* WHAT YOU NEED TO DO *
List the qualities that, according to the article on Comparative Judgement, users' comparisons of AI answers often reveal insights about.

* STUDY TEXT *
--------------------------------
Comparative Judgement: Elevating Human Input in the Age of AI

If you are user of an LLM you may have seen something similar to the image above. Looks familiar right? This image is taken from Perplexity, but the problem they are trying to deal with is a universal one in this sector - and it's not going away any time soon!
As generative AI and large language models (LLMs) become ever more central to how we access and synthesise information, there's a growing temptation to believe that machines are ready to do it all. Yet, for those of us passionate about true quality—whether in education, research, or digital services—the most powerful advances don’t sideline humans, but rather bring them into the process in smarter, more meaningful ways. This is where Comparative Judgement, as embedded in RM Compare, truly shines.
Why Comparative Judgement Matters in the AI Era
AI, for all its promise, still needs to know what “good” looks like. Models can generate endless variations of answers or creative outputs, but they lack the nuanced cultural, contextual, and ethical frameworks that human communities collectively develop and value. Comparative Judgement (CJ) offers a research-based, scalable way to capture genuine human insights into quality.
Instead of asking for abstract scores or tick-box ratings, CJ asks people to compare pairs of responses and simply decide: which is better? Decades of education research have demonstrated that humans make more reliable, defensible decisions in this format. In the world of AI, this means that human evaluators can guide models towards outputs that reflect real expertise, taste, and standards—something that automated analytics alone can’t hope to replicate.

A Real-World Use Case: Judging AI Answers
Recently, leading AI platforms—like Perplexity—have turned to CJ to benchmark, refine, and improve their model-generated answers. Users compare pairs of responses to the same question and indicate their preference. This process creates a rich, comparative dataset revealing not only which answers are preferred but why—often surfacing insights about clarity, usefulness, and relevance that are otherwise hard to measure algorithmically.
RM Compare’s proven platform makes this process seamless and robust. By capturing judgements at scale, it enables continuous improvement, ensuring that as AI content generation accelerates, the outputs remain firmly anchored to human values and practical needs.
--------------------------------
* EXTRACTED DATA *
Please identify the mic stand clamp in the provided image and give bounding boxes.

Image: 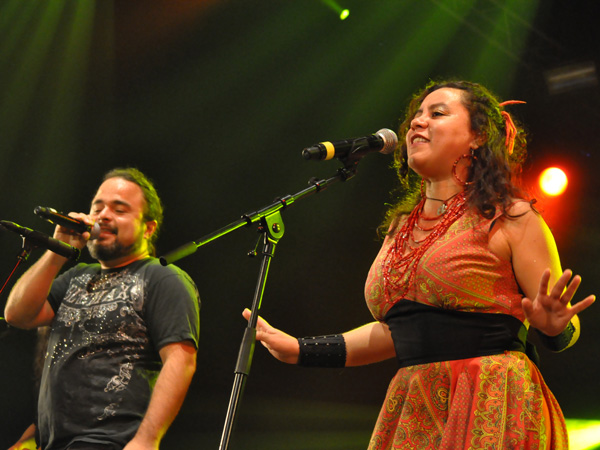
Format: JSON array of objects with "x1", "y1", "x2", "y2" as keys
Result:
[{"x1": 219, "y1": 211, "x2": 285, "y2": 450}]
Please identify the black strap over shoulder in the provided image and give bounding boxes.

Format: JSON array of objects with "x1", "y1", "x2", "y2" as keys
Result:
[{"x1": 384, "y1": 299, "x2": 537, "y2": 367}]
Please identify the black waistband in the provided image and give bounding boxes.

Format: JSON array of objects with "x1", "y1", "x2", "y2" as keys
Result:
[{"x1": 384, "y1": 300, "x2": 527, "y2": 367}]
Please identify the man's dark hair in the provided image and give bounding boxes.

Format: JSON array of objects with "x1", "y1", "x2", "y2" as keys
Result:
[{"x1": 103, "y1": 167, "x2": 163, "y2": 256}]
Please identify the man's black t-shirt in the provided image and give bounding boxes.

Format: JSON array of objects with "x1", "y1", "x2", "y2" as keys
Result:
[{"x1": 38, "y1": 258, "x2": 200, "y2": 450}]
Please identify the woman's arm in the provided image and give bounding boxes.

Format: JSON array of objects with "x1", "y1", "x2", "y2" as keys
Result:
[
  {"x1": 243, "y1": 309, "x2": 395, "y2": 367},
  {"x1": 492, "y1": 202, "x2": 595, "y2": 346}
]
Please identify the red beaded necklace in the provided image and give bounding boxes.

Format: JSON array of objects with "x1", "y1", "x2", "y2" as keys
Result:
[{"x1": 382, "y1": 192, "x2": 467, "y2": 303}]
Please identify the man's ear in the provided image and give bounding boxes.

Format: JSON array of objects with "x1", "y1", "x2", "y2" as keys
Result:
[{"x1": 144, "y1": 220, "x2": 158, "y2": 239}]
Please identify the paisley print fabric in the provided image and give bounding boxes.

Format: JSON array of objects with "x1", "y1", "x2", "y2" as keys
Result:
[{"x1": 365, "y1": 211, "x2": 568, "y2": 450}]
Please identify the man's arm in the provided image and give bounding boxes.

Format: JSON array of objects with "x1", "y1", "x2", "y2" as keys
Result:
[
  {"x1": 4, "y1": 219, "x2": 93, "y2": 329},
  {"x1": 124, "y1": 341, "x2": 196, "y2": 450},
  {"x1": 4, "y1": 251, "x2": 67, "y2": 329}
]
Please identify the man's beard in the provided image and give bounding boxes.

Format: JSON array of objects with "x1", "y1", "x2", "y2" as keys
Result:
[{"x1": 87, "y1": 230, "x2": 144, "y2": 261}]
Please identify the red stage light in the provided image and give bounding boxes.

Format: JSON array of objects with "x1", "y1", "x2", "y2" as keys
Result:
[{"x1": 539, "y1": 167, "x2": 569, "y2": 196}]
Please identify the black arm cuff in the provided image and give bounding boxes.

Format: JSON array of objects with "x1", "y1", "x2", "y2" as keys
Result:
[{"x1": 298, "y1": 334, "x2": 346, "y2": 367}]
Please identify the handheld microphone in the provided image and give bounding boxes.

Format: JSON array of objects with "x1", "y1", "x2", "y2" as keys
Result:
[
  {"x1": 302, "y1": 128, "x2": 398, "y2": 161},
  {"x1": 0, "y1": 220, "x2": 81, "y2": 261},
  {"x1": 33, "y1": 206, "x2": 100, "y2": 239}
]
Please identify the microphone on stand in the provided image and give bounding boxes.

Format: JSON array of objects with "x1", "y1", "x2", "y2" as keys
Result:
[
  {"x1": 302, "y1": 128, "x2": 398, "y2": 161},
  {"x1": 33, "y1": 206, "x2": 100, "y2": 240},
  {"x1": 0, "y1": 220, "x2": 81, "y2": 261}
]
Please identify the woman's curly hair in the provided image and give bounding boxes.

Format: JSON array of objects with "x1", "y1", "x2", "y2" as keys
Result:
[{"x1": 381, "y1": 81, "x2": 527, "y2": 231}]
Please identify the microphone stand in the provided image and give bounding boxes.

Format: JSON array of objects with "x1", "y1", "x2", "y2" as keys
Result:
[
  {"x1": 0, "y1": 234, "x2": 37, "y2": 300},
  {"x1": 160, "y1": 165, "x2": 359, "y2": 450}
]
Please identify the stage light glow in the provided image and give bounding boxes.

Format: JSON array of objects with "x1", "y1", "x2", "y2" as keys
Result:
[
  {"x1": 539, "y1": 167, "x2": 569, "y2": 197},
  {"x1": 565, "y1": 419, "x2": 600, "y2": 450}
]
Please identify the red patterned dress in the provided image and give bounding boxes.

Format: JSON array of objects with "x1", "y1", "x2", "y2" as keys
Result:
[{"x1": 365, "y1": 210, "x2": 568, "y2": 450}]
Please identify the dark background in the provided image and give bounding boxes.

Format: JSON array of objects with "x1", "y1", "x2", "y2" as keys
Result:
[{"x1": 0, "y1": 0, "x2": 600, "y2": 450}]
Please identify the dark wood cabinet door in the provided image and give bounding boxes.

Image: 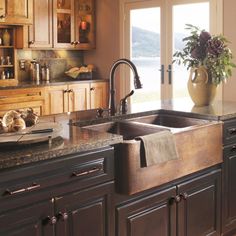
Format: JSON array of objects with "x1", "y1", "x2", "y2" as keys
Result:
[
  {"x1": 55, "y1": 182, "x2": 114, "y2": 236},
  {"x1": 116, "y1": 187, "x2": 176, "y2": 236},
  {"x1": 222, "y1": 145, "x2": 236, "y2": 233},
  {"x1": 0, "y1": 200, "x2": 56, "y2": 236},
  {"x1": 177, "y1": 170, "x2": 221, "y2": 236}
]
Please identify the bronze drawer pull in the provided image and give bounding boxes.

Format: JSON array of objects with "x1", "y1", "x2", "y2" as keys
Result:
[
  {"x1": 228, "y1": 128, "x2": 236, "y2": 134},
  {"x1": 169, "y1": 195, "x2": 181, "y2": 205},
  {"x1": 57, "y1": 212, "x2": 68, "y2": 221},
  {"x1": 72, "y1": 165, "x2": 103, "y2": 177},
  {"x1": 179, "y1": 193, "x2": 188, "y2": 200},
  {"x1": 43, "y1": 216, "x2": 57, "y2": 225},
  {"x1": 230, "y1": 145, "x2": 236, "y2": 152},
  {"x1": 3, "y1": 183, "x2": 41, "y2": 195}
]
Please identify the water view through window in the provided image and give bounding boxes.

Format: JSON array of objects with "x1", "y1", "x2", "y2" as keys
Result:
[
  {"x1": 130, "y1": 2, "x2": 210, "y2": 108},
  {"x1": 130, "y1": 7, "x2": 161, "y2": 109}
]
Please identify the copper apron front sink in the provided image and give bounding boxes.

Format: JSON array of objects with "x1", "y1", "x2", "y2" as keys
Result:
[
  {"x1": 127, "y1": 114, "x2": 209, "y2": 128},
  {"x1": 85, "y1": 115, "x2": 222, "y2": 195},
  {"x1": 84, "y1": 121, "x2": 167, "y2": 140}
]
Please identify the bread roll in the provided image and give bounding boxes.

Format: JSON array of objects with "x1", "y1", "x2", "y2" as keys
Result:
[
  {"x1": 19, "y1": 108, "x2": 38, "y2": 127},
  {"x1": 8, "y1": 117, "x2": 26, "y2": 132},
  {"x1": 2, "y1": 110, "x2": 26, "y2": 132}
]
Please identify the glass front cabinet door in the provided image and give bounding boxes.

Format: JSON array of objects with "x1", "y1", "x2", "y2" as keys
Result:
[{"x1": 53, "y1": 0, "x2": 95, "y2": 50}]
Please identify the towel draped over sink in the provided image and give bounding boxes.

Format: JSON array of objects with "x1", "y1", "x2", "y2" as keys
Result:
[{"x1": 135, "y1": 130, "x2": 179, "y2": 167}]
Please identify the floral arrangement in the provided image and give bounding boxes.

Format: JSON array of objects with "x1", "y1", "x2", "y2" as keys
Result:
[{"x1": 173, "y1": 24, "x2": 236, "y2": 85}]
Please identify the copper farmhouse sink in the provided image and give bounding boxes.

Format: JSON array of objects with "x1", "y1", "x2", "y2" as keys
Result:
[{"x1": 85, "y1": 114, "x2": 222, "y2": 195}]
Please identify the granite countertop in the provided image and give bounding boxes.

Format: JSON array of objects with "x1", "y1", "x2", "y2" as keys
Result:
[
  {"x1": 0, "y1": 77, "x2": 108, "y2": 90},
  {"x1": 0, "y1": 99, "x2": 236, "y2": 169},
  {"x1": 0, "y1": 114, "x2": 123, "y2": 169}
]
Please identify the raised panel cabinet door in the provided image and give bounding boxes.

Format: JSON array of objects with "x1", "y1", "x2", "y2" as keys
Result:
[
  {"x1": 0, "y1": 200, "x2": 56, "y2": 236},
  {"x1": 55, "y1": 182, "x2": 114, "y2": 236},
  {"x1": 69, "y1": 83, "x2": 90, "y2": 111},
  {"x1": 28, "y1": 0, "x2": 52, "y2": 48},
  {"x1": 90, "y1": 82, "x2": 108, "y2": 109},
  {"x1": 45, "y1": 85, "x2": 68, "y2": 115},
  {"x1": 177, "y1": 169, "x2": 221, "y2": 236},
  {"x1": 5, "y1": 0, "x2": 33, "y2": 24},
  {"x1": 116, "y1": 187, "x2": 176, "y2": 236},
  {"x1": 222, "y1": 145, "x2": 236, "y2": 235}
]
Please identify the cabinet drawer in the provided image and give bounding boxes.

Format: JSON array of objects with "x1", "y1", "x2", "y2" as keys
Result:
[
  {"x1": 0, "y1": 147, "x2": 114, "y2": 208},
  {"x1": 223, "y1": 119, "x2": 236, "y2": 145}
]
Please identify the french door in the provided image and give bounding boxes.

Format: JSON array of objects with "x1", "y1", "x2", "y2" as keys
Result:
[{"x1": 120, "y1": 0, "x2": 222, "y2": 110}]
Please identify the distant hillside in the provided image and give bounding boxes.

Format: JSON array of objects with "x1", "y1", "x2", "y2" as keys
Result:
[{"x1": 132, "y1": 27, "x2": 184, "y2": 57}]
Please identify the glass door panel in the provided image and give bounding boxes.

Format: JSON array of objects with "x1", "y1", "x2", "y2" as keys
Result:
[
  {"x1": 172, "y1": 2, "x2": 210, "y2": 98},
  {"x1": 57, "y1": 0, "x2": 71, "y2": 9},
  {"x1": 57, "y1": 13, "x2": 72, "y2": 43},
  {"x1": 53, "y1": 0, "x2": 75, "y2": 48},
  {"x1": 130, "y1": 7, "x2": 161, "y2": 111}
]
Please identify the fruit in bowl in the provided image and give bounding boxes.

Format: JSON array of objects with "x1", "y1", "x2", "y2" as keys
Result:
[{"x1": 0, "y1": 108, "x2": 38, "y2": 133}]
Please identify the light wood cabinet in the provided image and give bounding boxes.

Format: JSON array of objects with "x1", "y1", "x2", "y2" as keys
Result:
[
  {"x1": 0, "y1": 0, "x2": 33, "y2": 25},
  {"x1": 53, "y1": 0, "x2": 95, "y2": 50},
  {"x1": 25, "y1": 0, "x2": 53, "y2": 48},
  {"x1": 0, "y1": 88, "x2": 44, "y2": 116},
  {"x1": 68, "y1": 83, "x2": 90, "y2": 111},
  {"x1": 45, "y1": 84, "x2": 90, "y2": 114},
  {"x1": 45, "y1": 85, "x2": 68, "y2": 115},
  {"x1": 17, "y1": 0, "x2": 95, "y2": 50},
  {"x1": 45, "y1": 82, "x2": 108, "y2": 115},
  {"x1": 0, "y1": 25, "x2": 17, "y2": 86},
  {"x1": 90, "y1": 82, "x2": 108, "y2": 109}
]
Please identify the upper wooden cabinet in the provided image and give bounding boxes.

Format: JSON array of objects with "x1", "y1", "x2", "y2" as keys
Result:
[
  {"x1": 25, "y1": 0, "x2": 53, "y2": 48},
  {"x1": 44, "y1": 82, "x2": 108, "y2": 115},
  {"x1": 53, "y1": 0, "x2": 95, "y2": 49},
  {"x1": 0, "y1": 0, "x2": 33, "y2": 25},
  {"x1": 17, "y1": 0, "x2": 95, "y2": 50}
]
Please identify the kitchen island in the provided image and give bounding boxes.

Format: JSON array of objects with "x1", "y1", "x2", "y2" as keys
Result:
[{"x1": 0, "y1": 100, "x2": 236, "y2": 236}]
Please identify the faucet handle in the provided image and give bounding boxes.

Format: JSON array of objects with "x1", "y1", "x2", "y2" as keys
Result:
[
  {"x1": 97, "y1": 107, "x2": 104, "y2": 117},
  {"x1": 96, "y1": 107, "x2": 110, "y2": 118},
  {"x1": 120, "y1": 90, "x2": 134, "y2": 114}
]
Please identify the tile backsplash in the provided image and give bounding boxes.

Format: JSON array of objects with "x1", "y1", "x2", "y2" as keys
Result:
[{"x1": 17, "y1": 50, "x2": 83, "y2": 81}]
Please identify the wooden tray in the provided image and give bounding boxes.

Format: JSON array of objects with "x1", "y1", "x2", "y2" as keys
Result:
[{"x1": 0, "y1": 122, "x2": 62, "y2": 145}]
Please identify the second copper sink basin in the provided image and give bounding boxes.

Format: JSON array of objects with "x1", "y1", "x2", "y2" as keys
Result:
[
  {"x1": 127, "y1": 114, "x2": 209, "y2": 128},
  {"x1": 84, "y1": 114, "x2": 222, "y2": 195},
  {"x1": 85, "y1": 121, "x2": 167, "y2": 140}
]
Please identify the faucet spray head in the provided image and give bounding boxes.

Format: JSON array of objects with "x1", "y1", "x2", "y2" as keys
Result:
[{"x1": 134, "y1": 75, "x2": 143, "y2": 89}]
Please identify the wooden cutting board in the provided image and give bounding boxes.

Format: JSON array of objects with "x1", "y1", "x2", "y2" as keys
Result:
[{"x1": 0, "y1": 122, "x2": 62, "y2": 145}]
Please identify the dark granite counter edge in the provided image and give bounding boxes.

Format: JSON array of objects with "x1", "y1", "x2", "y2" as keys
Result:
[
  {"x1": 0, "y1": 79, "x2": 109, "y2": 90},
  {"x1": 0, "y1": 135, "x2": 123, "y2": 170}
]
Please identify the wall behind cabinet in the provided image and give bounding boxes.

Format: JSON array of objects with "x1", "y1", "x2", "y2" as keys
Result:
[
  {"x1": 84, "y1": 0, "x2": 120, "y2": 78},
  {"x1": 223, "y1": 0, "x2": 236, "y2": 101}
]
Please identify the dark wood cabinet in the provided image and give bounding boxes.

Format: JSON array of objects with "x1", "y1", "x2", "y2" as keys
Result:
[
  {"x1": 116, "y1": 169, "x2": 221, "y2": 236},
  {"x1": 0, "y1": 147, "x2": 114, "y2": 236},
  {"x1": 222, "y1": 119, "x2": 236, "y2": 236},
  {"x1": 55, "y1": 182, "x2": 114, "y2": 236},
  {"x1": 177, "y1": 170, "x2": 221, "y2": 236},
  {"x1": 0, "y1": 200, "x2": 53, "y2": 236},
  {"x1": 116, "y1": 187, "x2": 176, "y2": 236}
]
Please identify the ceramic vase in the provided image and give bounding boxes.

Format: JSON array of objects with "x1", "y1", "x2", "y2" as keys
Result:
[{"x1": 188, "y1": 66, "x2": 217, "y2": 106}]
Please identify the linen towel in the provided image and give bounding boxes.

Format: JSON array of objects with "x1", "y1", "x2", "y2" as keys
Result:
[{"x1": 135, "y1": 130, "x2": 179, "y2": 167}]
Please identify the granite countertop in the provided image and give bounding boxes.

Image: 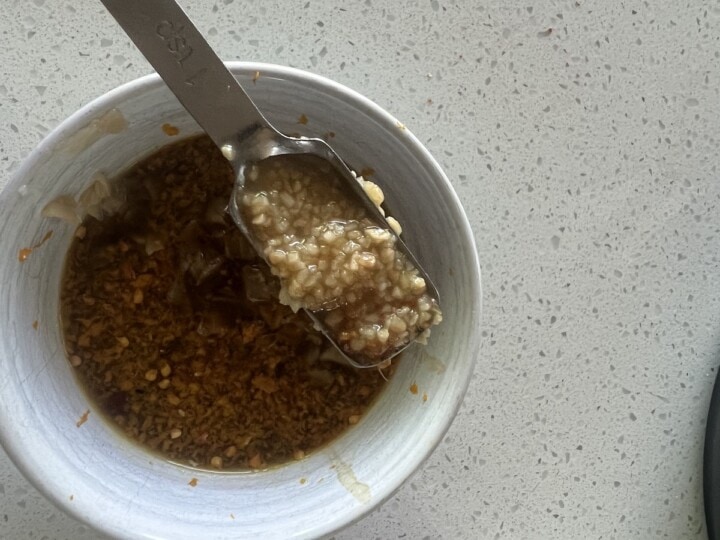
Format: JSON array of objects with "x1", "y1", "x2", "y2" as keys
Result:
[{"x1": 0, "y1": 0, "x2": 720, "y2": 540}]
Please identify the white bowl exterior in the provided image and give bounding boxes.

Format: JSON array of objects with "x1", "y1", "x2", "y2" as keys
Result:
[{"x1": 0, "y1": 63, "x2": 480, "y2": 539}]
--------------------------------
* WRITTEN SOLUTION *
Clarity, usefulness, and relevance.